■ Your goal
Reproduce exactly the lines below from the one containing "Would you mind spotting the girl" through the one containing "Would you mind spotting the hood", including both, and nothing else.

■ Dataset items
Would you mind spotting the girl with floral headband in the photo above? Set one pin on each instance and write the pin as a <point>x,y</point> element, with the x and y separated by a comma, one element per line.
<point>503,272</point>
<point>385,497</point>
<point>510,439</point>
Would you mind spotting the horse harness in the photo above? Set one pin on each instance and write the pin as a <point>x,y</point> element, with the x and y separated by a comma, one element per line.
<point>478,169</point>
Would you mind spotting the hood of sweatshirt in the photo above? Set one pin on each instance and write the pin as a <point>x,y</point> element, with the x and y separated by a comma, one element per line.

...

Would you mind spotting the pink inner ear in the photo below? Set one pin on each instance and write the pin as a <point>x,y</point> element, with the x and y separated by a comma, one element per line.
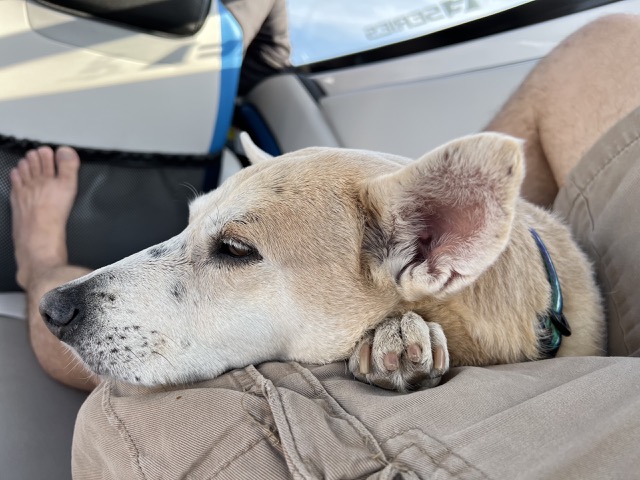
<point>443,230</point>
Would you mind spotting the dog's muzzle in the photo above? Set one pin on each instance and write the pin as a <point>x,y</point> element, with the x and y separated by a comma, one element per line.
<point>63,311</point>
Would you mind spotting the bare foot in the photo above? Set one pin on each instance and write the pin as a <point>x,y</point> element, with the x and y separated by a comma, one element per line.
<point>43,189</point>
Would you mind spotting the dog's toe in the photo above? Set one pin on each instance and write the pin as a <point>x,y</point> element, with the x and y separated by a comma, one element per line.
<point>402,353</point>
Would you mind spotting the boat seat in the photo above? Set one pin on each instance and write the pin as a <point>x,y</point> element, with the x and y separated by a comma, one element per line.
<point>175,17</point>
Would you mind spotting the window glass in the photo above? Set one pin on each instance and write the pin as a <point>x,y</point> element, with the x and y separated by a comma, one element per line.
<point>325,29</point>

■ Response
Would you mind spotting the girl with floral headband in the photo above? Set one pin on each instance and write the pin as a <point>x,y</point> element, with the x and y separated by a comma, one element per line.
<point>503,272</point>
<point>385,497</point>
<point>510,439</point>
Would you mind spotting the horse harness in the photo above? Set one pin on each instance and write the pin as a <point>x,y</point> element, with the x and y separated by a comma, one element per line.
<point>478,169</point>
Would you mind spotting the hood of sweatshirt in the photo above? Set one pin on each instance and write the pin as a <point>x,y</point> element, with the x and y separated by a comma, one element per line.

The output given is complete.